1. Premessa.
Per democrazie costituzionali possono intendersi quegli ordinamenti giuridici che, pur facendo proprio il principio democratico, impongono al potere politico (e alle sue legittime manifestazioni di volontà) limiti esterni, derivanti direttamente dalla norma costituzionale.
Il tentativo di definizione risulta evidentemente troppo sintetico sia da una prospettiva teorica sia da una prospettiva storica e concreta, sicché sarà necessario entrare in un maggiore dettaglio. L’intento di queste pagine è di provare a fornire una mera descrizione dei tratti caratterizzanti un concetto sempre più utilizzato, ma sempre dato per presupposto, da parte della dottrina costituzionalistica (e non solo). Il concetto proviene dalla tradizione culturale giuridica e filosofico-politica anglosassone; in particolare esso è largamente utilizzato negli Stati Uniti (Constitutional Democracy), ma si è esteso anche ad altre culture costituzionali, tra cui quella italiana . Rispetto alla frequente utilizzazione del termine colpisce quindi la scarsa tematizzazione.

====================

- [Esercizi]:
a. Ripeti parola per parola il brano sulle democrazie costituzionali da "1. Premessa." a "dalla norma costituzionale.".
b. Secondo il brano sulle democrazie costituzionali, da quale tradizione proviene il concetto di democrazia costituzionale?
c. Scrivi il seguito del brano sulle democrazie costituzionali, partendo dopo la sua ultima frase.

- [Record di puntamento di oggetti in foto]:
====================

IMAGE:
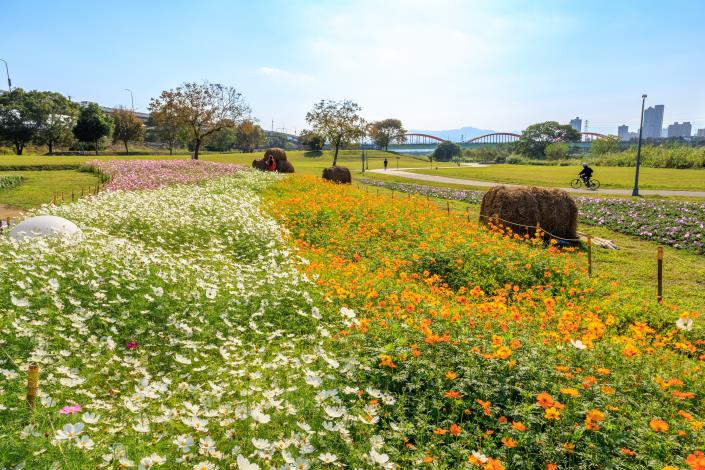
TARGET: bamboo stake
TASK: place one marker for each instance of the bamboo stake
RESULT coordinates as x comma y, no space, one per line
32,383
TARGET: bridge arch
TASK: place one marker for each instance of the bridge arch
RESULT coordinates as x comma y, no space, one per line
494,138
416,139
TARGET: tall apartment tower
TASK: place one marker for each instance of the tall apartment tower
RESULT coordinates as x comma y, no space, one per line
577,124
623,133
653,122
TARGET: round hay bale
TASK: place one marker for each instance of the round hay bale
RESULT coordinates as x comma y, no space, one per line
285,167
278,154
337,174
259,164
521,208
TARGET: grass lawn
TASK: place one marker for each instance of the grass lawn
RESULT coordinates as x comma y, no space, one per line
561,176
38,187
633,266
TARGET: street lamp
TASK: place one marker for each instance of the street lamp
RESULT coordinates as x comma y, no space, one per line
132,99
7,71
635,191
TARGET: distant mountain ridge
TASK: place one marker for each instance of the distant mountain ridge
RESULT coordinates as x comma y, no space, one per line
455,135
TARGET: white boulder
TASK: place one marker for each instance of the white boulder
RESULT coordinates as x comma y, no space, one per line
44,226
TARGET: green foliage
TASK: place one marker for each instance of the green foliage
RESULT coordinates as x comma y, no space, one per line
337,121
556,151
605,145
383,132
249,136
92,125
128,127
537,137
222,140
312,140
11,181
445,152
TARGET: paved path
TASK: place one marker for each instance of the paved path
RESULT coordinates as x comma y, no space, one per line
403,173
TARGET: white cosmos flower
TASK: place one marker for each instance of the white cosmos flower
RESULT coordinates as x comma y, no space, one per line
69,432
19,301
84,442
684,324
328,458
204,466
244,464
90,418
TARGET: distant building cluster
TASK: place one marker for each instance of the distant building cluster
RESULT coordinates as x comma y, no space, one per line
653,127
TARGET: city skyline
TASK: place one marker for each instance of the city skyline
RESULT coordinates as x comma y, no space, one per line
491,65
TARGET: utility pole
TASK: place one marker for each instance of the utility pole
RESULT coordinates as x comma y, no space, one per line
7,71
635,191
132,99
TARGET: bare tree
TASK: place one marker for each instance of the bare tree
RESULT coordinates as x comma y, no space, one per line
202,109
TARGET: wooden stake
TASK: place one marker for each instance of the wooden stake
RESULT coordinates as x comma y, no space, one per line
589,255
32,383
659,274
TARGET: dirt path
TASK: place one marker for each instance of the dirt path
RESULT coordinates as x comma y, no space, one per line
486,184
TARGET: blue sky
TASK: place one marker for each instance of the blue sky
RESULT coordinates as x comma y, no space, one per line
436,65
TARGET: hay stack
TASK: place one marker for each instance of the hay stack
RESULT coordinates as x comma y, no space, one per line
553,209
337,174
279,155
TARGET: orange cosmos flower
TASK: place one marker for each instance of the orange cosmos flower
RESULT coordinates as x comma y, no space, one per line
552,413
544,400
658,425
509,442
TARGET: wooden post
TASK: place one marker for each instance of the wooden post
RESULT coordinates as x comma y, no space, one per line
589,255
32,383
659,274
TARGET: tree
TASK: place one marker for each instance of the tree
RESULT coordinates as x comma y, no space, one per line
248,136
92,125
167,128
445,151
19,118
128,127
202,109
312,140
556,150
536,137
57,117
605,145
337,121
383,132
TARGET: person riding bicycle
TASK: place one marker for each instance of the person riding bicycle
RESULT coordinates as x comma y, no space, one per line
586,174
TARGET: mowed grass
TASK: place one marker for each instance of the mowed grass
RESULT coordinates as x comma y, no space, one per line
561,176
51,176
38,187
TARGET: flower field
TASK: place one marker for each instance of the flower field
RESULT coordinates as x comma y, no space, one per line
253,321
152,174
677,224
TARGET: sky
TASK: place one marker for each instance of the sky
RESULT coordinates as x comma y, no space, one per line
441,64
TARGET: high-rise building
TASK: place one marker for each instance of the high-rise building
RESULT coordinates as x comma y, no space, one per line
577,124
653,122
679,130
623,132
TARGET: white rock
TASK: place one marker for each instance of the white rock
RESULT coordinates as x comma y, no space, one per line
44,226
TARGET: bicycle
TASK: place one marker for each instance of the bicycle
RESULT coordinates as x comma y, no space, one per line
579,183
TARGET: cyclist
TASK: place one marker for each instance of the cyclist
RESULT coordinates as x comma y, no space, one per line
586,174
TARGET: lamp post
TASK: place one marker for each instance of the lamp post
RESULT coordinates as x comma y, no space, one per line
7,71
132,99
635,191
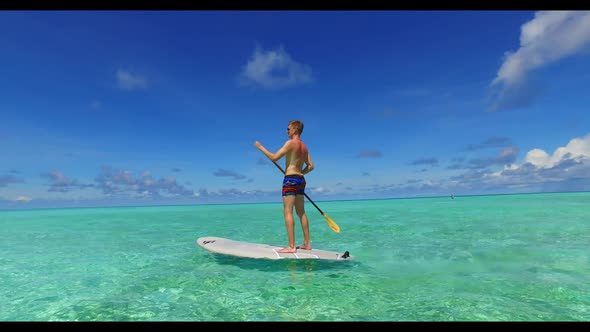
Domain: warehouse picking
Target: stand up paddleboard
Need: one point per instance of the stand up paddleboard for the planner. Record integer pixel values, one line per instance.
(255, 250)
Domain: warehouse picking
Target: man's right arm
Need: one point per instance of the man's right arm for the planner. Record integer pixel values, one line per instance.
(309, 165)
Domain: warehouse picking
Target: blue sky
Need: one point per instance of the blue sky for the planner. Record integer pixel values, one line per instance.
(163, 107)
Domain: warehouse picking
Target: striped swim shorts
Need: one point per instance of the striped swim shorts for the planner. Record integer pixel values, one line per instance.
(293, 185)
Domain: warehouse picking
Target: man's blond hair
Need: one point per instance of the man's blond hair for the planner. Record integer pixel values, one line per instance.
(297, 124)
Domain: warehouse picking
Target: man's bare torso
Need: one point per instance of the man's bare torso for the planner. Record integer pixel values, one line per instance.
(296, 157)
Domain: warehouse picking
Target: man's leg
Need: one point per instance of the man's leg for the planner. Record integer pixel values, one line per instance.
(300, 210)
(288, 202)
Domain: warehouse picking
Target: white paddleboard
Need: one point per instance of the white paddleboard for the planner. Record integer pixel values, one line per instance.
(255, 250)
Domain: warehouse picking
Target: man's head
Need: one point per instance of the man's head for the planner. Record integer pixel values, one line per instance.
(295, 126)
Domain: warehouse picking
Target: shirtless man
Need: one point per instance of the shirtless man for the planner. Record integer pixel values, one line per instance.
(294, 182)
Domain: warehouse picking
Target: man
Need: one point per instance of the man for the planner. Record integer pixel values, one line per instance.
(294, 182)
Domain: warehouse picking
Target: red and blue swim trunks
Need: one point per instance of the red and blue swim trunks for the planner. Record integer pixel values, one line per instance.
(293, 185)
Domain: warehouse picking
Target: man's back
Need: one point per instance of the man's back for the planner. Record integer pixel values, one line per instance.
(296, 157)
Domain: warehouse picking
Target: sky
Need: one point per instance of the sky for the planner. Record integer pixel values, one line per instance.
(139, 108)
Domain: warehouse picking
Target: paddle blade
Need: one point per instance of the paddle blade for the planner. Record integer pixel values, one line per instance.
(332, 224)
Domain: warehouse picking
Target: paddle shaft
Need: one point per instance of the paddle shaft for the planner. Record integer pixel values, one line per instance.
(279, 167)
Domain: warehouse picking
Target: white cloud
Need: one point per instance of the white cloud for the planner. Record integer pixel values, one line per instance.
(577, 147)
(547, 38)
(274, 69)
(23, 199)
(130, 81)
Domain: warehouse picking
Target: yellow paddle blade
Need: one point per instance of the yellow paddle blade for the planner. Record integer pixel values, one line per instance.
(332, 224)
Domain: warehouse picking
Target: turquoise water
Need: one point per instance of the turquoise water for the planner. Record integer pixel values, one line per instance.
(478, 258)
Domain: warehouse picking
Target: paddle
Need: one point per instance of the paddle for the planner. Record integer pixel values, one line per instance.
(329, 220)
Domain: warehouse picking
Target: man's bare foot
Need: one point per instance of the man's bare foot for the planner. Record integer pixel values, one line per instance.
(288, 250)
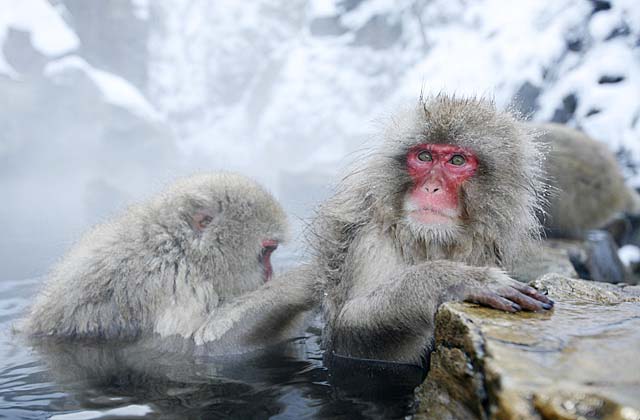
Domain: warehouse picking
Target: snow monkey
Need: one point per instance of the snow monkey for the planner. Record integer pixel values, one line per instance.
(591, 188)
(192, 262)
(436, 213)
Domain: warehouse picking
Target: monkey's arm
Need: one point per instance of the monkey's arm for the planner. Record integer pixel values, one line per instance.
(394, 320)
(266, 316)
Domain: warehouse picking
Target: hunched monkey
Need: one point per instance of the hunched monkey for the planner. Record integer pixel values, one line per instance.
(191, 262)
(436, 213)
(590, 190)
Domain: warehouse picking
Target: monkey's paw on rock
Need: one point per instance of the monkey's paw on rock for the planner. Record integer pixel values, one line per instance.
(580, 361)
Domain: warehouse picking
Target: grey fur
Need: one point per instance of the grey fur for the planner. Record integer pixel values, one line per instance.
(591, 190)
(150, 272)
(384, 276)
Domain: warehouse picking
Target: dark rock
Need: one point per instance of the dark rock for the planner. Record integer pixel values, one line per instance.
(566, 111)
(610, 79)
(378, 33)
(21, 55)
(622, 30)
(600, 5)
(575, 44)
(525, 101)
(327, 26)
(99, 25)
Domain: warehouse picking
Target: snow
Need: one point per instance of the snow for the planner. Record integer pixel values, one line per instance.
(141, 9)
(49, 33)
(115, 90)
(264, 80)
(629, 254)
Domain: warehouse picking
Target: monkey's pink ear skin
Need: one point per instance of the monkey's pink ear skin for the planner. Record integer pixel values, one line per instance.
(200, 220)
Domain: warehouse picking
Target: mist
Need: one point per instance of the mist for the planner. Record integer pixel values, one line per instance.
(104, 103)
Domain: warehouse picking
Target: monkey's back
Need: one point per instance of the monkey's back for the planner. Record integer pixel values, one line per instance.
(590, 188)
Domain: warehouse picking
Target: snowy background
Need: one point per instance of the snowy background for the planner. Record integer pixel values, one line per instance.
(103, 102)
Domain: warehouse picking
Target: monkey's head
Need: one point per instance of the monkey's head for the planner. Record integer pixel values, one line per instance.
(458, 175)
(227, 226)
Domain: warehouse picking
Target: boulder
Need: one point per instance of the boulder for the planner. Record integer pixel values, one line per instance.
(579, 361)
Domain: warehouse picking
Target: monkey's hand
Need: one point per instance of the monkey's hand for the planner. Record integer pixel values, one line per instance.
(499, 291)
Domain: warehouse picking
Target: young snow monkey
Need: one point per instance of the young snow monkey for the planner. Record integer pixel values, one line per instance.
(192, 262)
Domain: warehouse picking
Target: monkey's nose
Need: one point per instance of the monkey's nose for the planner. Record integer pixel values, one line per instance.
(431, 187)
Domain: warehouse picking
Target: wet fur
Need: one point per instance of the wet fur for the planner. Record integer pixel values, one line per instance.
(384, 276)
(149, 272)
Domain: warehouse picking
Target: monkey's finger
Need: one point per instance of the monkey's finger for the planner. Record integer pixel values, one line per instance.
(531, 292)
(523, 300)
(493, 300)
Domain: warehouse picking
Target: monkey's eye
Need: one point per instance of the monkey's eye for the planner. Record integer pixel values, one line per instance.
(458, 160)
(425, 156)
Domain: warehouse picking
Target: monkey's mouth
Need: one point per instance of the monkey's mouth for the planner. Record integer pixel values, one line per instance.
(268, 246)
(430, 215)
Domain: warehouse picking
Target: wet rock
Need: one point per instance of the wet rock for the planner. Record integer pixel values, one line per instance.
(579, 361)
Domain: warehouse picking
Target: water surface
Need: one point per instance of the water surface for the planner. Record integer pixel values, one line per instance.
(98, 381)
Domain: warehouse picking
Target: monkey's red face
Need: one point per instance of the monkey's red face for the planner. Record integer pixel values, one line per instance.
(438, 171)
(268, 246)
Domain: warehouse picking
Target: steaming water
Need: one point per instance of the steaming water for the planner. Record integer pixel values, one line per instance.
(83, 382)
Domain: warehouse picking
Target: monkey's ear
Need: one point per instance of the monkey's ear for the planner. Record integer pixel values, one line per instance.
(200, 220)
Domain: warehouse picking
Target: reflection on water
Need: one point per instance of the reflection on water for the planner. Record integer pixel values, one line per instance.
(97, 381)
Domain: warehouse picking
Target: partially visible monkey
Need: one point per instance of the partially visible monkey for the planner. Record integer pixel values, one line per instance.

====================

- [Le risposte]:
a.
1. Premessa.
Per democrazie costituzionali possono intendersi quegli ordinamenti giuridici che, pur facendo proprio il principio democratico, impongono al potere politico (e alle sue legittime manifestazioni di volontà) limiti esterni, derivanti direttamente dalla norma costituzionale.

b. Dalla tradizione culturale giuridica e filosofico-politica anglosassone.

c.
L’idea di fondo di queste pagine è che il termine, diffusosi soprattutto nell’ultima parte del Novecento, sintetizzi bene, come si proverà a dire meglio, il carattere dilemmatico di alcuni sistemi democratici contemporanei. Nelle pagine che seguono si proverà a sostenere, in controtendenza rispetto all’uso comune, che il concetto di d.c. non può essere utilizzato in maniera indiscriminata per indicare generalmente le costituzioni delle democrazie contemporanee, se non a pena di far perdere al concetto qualsiasi utilità. Questa prospettiva di analisi mira dunque a definire in maniera più puntuale un concetto che, nella cultura occidentale, s’identifica sempre più spesso -per ragioni di egemonia culturale che in questa sede non potremo analizzare- con lo standard di civilizzazione cui ogni sistema democratico, soprattutto se non appartenente alle democrazie occidentali, deve possedere .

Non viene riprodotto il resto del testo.